-- Rows from a pointing dataset --

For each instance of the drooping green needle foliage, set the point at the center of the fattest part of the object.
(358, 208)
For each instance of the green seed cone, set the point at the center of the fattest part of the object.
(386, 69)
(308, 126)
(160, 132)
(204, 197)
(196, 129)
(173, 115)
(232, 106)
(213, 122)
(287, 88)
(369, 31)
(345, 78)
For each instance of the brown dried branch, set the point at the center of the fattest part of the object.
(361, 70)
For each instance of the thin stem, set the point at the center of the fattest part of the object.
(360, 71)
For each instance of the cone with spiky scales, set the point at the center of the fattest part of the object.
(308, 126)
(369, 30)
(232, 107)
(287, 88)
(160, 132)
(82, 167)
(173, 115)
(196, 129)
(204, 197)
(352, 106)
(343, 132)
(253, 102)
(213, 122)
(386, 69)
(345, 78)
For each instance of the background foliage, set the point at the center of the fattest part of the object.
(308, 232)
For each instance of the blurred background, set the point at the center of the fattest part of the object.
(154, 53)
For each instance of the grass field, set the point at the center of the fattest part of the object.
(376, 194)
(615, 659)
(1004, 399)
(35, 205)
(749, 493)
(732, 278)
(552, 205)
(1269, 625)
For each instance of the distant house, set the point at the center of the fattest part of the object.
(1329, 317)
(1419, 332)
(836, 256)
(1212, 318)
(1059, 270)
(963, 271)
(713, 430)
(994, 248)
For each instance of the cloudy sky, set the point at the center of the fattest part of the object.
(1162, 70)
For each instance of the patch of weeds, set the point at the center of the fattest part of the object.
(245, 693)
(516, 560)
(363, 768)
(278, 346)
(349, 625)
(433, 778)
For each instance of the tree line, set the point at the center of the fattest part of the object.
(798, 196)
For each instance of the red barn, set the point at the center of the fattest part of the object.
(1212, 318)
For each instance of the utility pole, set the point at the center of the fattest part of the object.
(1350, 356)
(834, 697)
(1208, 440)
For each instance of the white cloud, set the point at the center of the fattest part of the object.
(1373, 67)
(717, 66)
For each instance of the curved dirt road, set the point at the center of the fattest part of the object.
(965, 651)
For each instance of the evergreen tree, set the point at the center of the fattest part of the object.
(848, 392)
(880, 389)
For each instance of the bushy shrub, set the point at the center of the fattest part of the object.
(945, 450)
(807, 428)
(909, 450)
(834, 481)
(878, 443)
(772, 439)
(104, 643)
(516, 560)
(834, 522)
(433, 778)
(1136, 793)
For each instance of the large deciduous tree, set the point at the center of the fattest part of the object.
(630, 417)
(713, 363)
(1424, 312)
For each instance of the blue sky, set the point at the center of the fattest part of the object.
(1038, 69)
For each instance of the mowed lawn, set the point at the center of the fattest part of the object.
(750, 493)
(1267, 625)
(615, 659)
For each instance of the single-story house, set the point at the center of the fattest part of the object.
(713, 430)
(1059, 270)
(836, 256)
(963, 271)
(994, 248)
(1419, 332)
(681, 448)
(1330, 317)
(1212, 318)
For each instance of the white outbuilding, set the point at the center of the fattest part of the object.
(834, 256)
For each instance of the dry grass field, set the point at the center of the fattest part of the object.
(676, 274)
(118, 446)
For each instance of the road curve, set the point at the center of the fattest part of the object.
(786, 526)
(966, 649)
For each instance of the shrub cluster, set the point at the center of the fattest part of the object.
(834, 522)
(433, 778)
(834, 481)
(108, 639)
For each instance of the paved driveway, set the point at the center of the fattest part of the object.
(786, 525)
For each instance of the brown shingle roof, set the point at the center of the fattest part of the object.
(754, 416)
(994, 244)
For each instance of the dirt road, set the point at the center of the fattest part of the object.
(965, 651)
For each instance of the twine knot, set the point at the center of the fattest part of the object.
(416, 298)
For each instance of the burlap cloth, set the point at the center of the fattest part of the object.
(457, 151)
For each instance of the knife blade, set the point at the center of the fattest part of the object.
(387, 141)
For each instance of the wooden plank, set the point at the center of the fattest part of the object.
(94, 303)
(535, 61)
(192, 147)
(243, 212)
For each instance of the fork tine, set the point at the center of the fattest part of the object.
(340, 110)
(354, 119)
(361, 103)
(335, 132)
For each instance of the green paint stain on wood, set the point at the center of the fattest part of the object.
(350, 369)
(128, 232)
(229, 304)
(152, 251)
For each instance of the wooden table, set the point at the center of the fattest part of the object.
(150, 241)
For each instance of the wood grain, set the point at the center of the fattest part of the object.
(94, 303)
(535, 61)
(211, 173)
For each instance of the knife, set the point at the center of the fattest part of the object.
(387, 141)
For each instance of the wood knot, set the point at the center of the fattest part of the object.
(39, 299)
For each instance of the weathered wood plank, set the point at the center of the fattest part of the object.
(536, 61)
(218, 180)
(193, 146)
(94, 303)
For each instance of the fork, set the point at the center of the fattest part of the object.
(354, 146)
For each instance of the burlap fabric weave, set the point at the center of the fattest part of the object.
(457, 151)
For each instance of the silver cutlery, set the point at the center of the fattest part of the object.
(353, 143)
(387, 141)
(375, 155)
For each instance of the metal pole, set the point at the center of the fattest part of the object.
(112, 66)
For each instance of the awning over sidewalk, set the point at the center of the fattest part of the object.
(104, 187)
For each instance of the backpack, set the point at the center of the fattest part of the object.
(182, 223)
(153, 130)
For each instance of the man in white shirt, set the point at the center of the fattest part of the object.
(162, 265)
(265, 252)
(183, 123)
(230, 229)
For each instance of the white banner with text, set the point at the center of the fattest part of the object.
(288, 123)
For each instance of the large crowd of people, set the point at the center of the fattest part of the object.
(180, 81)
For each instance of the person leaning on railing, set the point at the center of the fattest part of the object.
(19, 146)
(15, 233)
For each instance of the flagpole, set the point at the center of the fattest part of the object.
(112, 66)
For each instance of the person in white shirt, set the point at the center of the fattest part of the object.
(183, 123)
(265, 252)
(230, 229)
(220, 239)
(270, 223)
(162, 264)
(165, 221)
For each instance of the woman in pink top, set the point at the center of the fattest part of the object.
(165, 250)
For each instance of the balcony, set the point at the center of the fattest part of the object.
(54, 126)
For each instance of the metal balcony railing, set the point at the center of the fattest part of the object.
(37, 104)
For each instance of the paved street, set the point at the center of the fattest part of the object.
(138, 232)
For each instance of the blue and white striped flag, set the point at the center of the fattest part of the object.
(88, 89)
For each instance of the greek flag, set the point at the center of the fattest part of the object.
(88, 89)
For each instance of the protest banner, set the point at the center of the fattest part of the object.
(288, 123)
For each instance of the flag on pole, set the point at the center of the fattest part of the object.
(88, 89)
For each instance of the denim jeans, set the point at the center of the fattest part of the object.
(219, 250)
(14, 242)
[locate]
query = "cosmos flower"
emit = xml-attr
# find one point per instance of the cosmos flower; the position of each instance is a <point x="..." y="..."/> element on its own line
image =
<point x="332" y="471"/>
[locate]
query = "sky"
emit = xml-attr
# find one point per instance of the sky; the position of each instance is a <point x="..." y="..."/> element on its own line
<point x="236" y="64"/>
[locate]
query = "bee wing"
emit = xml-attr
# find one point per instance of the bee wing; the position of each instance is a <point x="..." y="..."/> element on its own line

-- EXERCISE DESCRIPTION --
Write out the listing once more, matching it exactly.

-- EXPECTED OUTPUT --
For each instance of the drooping green needle foliage, set the point at the center of the fattest part of the object.
(358, 208)
For each instance of the green seed cone, set the point at the center of the fattest part of the object.
(386, 69)
(308, 126)
(160, 132)
(204, 197)
(196, 129)
(173, 115)
(232, 106)
(213, 122)
(287, 88)
(369, 31)
(345, 78)
For each instance of the brown dried branch, set the point at the center of the fattest part of the object.
(361, 70)
For each instance of the thin stem, set the point at the center of the fattest part of the object.
(360, 71)
For each instance of the cone with spiky scales, set the point at the center of the fattest part of the object.
(308, 126)
(369, 30)
(232, 107)
(287, 88)
(160, 132)
(82, 167)
(173, 115)
(196, 129)
(204, 197)
(352, 106)
(343, 132)
(253, 102)
(213, 122)
(386, 69)
(345, 78)
For each instance of the background foliage, set the point at the center of the fattest part of the object.
(308, 232)
For each instance of the blurred background, set the point at the center of the fattest part of the object.
(154, 53)
For each instance of the grass field, set the point at the center of the fattest part of the object.
(376, 194)
(615, 659)
(1004, 399)
(35, 205)
(749, 493)
(732, 278)
(552, 205)
(1269, 625)
For each instance of the distant house, set the point at the center of the fattest part of the object.
(1329, 317)
(1419, 332)
(836, 256)
(1212, 318)
(1059, 270)
(963, 271)
(713, 430)
(994, 248)
For each instance of the cloudy sky, set the point at the center of the fattest part of the object.
(1162, 70)
For each instance of the patch of weeds, set the point at the center of the fattest part of the object.
(245, 693)
(516, 560)
(363, 768)
(278, 346)
(349, 625)
(433, 778)
For each instance of the tree line, set the point at the center of the fattest part of the object.
(798, 196)
For each instance of the red barn, set the point at the center of the fattest part of the object.
(1212, 318)
For each instance of the utility pole, set the point at the center of the fattest part of the object.
(1350, 356)
(834, 697)
(1208, 440)
For each instance of the white cloud, set the point at the center of the fattest part of the object.
(1373, 67)
(717, 66)
For each instance of the curved dirt road, set the point at the center of the fattest part of the object.
(965, 651)
For each instance of the evergreen tree, set the point at the center of the fattest part of the object.
(848, 392)
(880, 389)
For each instance of the bushy shrub, set the point at the center of the fattest part of the object.
(945, 450)
(807, 428)
(909, 450)
(834, 481)
(878, 443)
(772, 439)
(104, 643)
(516, 560)
(834, 522)
(433, 778)
(1136, 793)
For each instance of the large deciduous tree, set the point at the center of the fattest part of the object.
(630, 417)
(713, 363)
(1424, 312)
For each instance of the blue sky, set the point at the center of the fattest part of the object.
(1038, 69)
For each instance of the mowed lawn, set the point at the center of the fattest part of the object.
(750, 493)
(1267, 625)
(615, 659)
For each instance of the single-story house, set the point at the center of the fattest part of the object.
(713, 430)
(1059, 270)
(836, 256)
(963, 271)
(994, 248)
(1419, 332)
(681, 448)
(1330, 317)
(1212, 318)
For each instance of the white outbuilding, set the point at the center of the fattest part of the object.
(834, 256)
For each instance of the dry grass field, set the point at the center of the fattest part of the object.
(676, 274)
(118, 446)
For each instance of the road curve, set the point at the center of the fattest part of the object.
(786, 526)
(966, 649)
For each instance of the shrub cluster, set the point at the center of the fattest part of the object.
(834, 522)
(433, 778)
(834, 481)
(108, 639)
For each instance of the paved driveway, set the point at the center of the fattest part of the object.
(786, 525)
For each instance of the brown shingle roof, set the point at the center of the fattest part of the object.
(754, 416)
(994, 244)
For each instance of the dirt road, set the point at the center of the fattest part of the object.
(965, 651)
For each instance of the twine knot, set the point at the center of the fattest part of the object.
(416, 298)
For each instance of the burlap cloth, set the point at the center of the fattest part of the object.
(457, 151)
For each instance of the knife blade, set the point at the center of the fattest part of the object.
(387, 141)
For each instance of the wooden plank, set the point at the center of the fattest part of the object.
(94, 303)
(535, 61)
(192, 147)
(243, 212)
For each instance of the fork tine, set the point at the center of the fattest part of the object.
(340, 110)
(354, 119)
(361, 103)
(335, 132)
For each instance of the green paint stain on wood, set the point at the center of the fattest part of the object.
(350, 369)
(128, 232)
(229, 304)
(152, 251)
For each instance of the wooden table, set the point at the center of the fattest part of the object.
(150, 241)
For each instance of the wood grain, set the point at the center of the fattest part of the object.
(94, 303)
(535, 61)
(211, 173)
For each instance of the knife, set the point at the center of the fattest part of the object.
(387, 141)
For each instance of the wood knot, set the point at the center of the fattest part of the object.
(39, 299)
For each instance of the weathered wood plank, set the point at the center of the fattest part of the object.
(536, 61)
(218, 180)
(193, 146)
(94, 303)
For each instance of the fork, set the point at the center of the fattest part of the object.
(354, 146)
For each instance of the burlap fabric weave, set the point at the center of the fattest part of the object.
(457, 151)
For each instance of the silver cutlery, set the point at the center of the fattest part of the object.
(353, 143)
(387, 141)
(375, 155)
For each instance of the metal pole, set the point at the center of the fattest part of the object.
(112, 66)
For each instance of the awning over sidewalk, set the point at the center of the fattest part of the object.
(104, 187)
For each instance of the backpack, set the point at the center of the fattest part of the object.
(182, 223)
(153, 130)
For each instance of the man in white shirt, set the point at the center of the fattest part of the object.
(162, 265)
(265, 252)
(183, 123)
(230, 229)
For each instance of the white banner with text, set the point at the center of the fattest part of the object.
(288, 123)
For each instance of the large crowd of people, set the point at the center of the fattest part of the object.
(180, 81)
For each instance of the person leaning on railing, set the point at the center of the fattest part of the object.
(19, 146)
(15, 233)
For each instance of the flagpole, set the point at the center of the fattest part of the object.
(112, 66)
For each instance of the person in white shirt, set the point at the center of the fattest part of the object.
(183, 123)
(265, 252)
(230, 229)
(220, 239)
(270, 223)
(162, 264)
(165, 221)
For each instance of the woman in pink top, set the point at the center of the fattest part of the object.
(165, 250)
For each instance of the balcony, set the point at the center of the fattest part of the object.
(54, 126)
For each instance of the metal balcony railing, set the point at the center of the fattest part of the object.
(37, 104)
For each instance of the paved street, set the point at the center of the fattest part of the object.
(138, 232)
For each instance of the blue and white striped flag, set the point at the center of the fattest part of the object.
(88, 89)
For each instance of the greek flag, set the point at the center of the fattest part of the object.
(88, 89)
For each instance of the protest banner, set the point at the center of the fattest part of the object.
(288, 123)
For each instance of the flag on pole, set the point at the center of the fattest part of the object.
(88, 89)
For each instance of the denim jeans, set the point at the center of the fattest part of the object.
(219, 250)
(14, 242)
[locate]
query = "cosmos flower"
emit = xml-attr
# find one point per instance of the cosmos flower; the position of each instance is a <point x="..." y="..."/> element on its own line
image =
<point x="332" y="471"/>
[locate]
query = "sky"
emit = xml-attr
# find one point per instance of the sky; the position of each instance is a <point x="..." y="..."/> element on its own line
<point x="236" y="64"/>
[locate]
query = "bee wing"
emit = xml-attr
# find one point per instance of the bee wing; the position of each instance is a <point x="..." y="..."/> element on its own line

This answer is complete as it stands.